#### [Prompt]
Reproduce each of the following rows word for word, keeping them in their original order.

-- BEGIN Exercise materials --

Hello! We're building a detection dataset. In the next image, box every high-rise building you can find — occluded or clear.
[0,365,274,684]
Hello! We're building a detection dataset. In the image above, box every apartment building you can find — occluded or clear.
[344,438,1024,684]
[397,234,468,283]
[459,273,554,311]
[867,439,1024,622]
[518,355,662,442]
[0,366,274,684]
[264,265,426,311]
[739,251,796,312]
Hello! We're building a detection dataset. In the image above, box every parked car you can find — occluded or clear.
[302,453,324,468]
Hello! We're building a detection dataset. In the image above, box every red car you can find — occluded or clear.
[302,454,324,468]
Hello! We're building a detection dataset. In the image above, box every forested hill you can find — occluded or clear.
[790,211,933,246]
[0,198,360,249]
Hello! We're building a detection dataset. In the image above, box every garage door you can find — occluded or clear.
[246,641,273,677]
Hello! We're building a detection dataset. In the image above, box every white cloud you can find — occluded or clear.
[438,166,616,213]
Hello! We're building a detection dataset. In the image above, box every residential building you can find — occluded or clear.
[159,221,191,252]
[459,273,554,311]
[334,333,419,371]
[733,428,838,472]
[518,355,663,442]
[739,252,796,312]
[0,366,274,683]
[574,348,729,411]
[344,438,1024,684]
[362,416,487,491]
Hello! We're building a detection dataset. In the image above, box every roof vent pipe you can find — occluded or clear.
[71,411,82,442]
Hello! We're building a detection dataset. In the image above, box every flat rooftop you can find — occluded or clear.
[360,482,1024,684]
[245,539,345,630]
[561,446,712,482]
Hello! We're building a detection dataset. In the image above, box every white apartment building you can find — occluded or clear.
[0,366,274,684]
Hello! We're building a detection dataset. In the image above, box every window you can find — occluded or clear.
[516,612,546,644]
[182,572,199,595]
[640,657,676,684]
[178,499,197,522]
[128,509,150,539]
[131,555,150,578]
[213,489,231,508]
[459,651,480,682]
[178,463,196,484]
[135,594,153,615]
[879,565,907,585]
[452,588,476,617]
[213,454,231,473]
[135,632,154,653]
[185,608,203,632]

-- END Exercise materials --

#### [Output of the exercise]
Hello! We're building a detection dataset. In the next image, box every high-rise building you can find — occluded or clear.
[0,365,274,684]
Hello! We're building a detection dataset. In the image above, box every apartment building you can find — occluded or clear.
[344,438,1024,684]
[397,234,468,283]
[459,273,554,311]
[867,439,1024,622]
[518,355,662,442]
[0,366,274,684]
[264,265,426,311]
[739,251,796,312]
Hello! We're building a detection dataset. In the image above, box every parked car you can find — occluded or clear.
[302,453,324,468]
Hello! We're building a detection dataset. In the image above, box every red car you can find — occluded or clear.
[302,454,324,468]
Hello! We're building a detection dataset. In the image above, box every forested hill you can find — occluded or clear.
[790,211,933,246]
[0,198,360,249]
Hello! We're building a detection dataset. In the image above, box every garage door you can find — occluded or clear.
[246,641,273,677]
Hello! We're building a detection dataset. In the image above, box every white cloud you can find — occluded or clear.
[438,166,616,213]
Hello! We're building a detection dataset. In the image above, box every residential building you can find — occluded or clear.
[159,221,191,252]
[459,273,554,311]
[334,333,419,371]
[733,428,838,472]
[518,355,663,442]
[739,252,796,312]
[0,366,274,683]
[574,348,729,411]
[344,438,1024,684]
[362,416,487,491]
Hello! We're building a detection dataset. In the image above, box every roof vent pipe you can find — occluded or clear.
[71,411,82,442]
Hello! We're building a detection dataset. In the image above, box every flat rooftop you can find — occluded or clear.
[360,482,1024,684]
[245,539,345,630]
[561,446,712,482]
Hello! We're building a detection dataset. In the image above, box every white apartment building you can find — occluded or clear.
[0,366,274,684]
Hello! We're building a detection dataset. In the image above, box every window you can find — occluded or clear.
[516,612,546,644]
[182,572,199,595]
[640,657,676,684]
[178,499,197,522]
[128,509,150,539]
[131,555,150,578]
[213,489,231,508]
[459,651,480,682]
[178,463,196,484]
[135,594,153,615]
[879,565,907,585]
[452,588,476,617]
[213,454,231,473]
[135,632,154,653]
[185,608,203,632]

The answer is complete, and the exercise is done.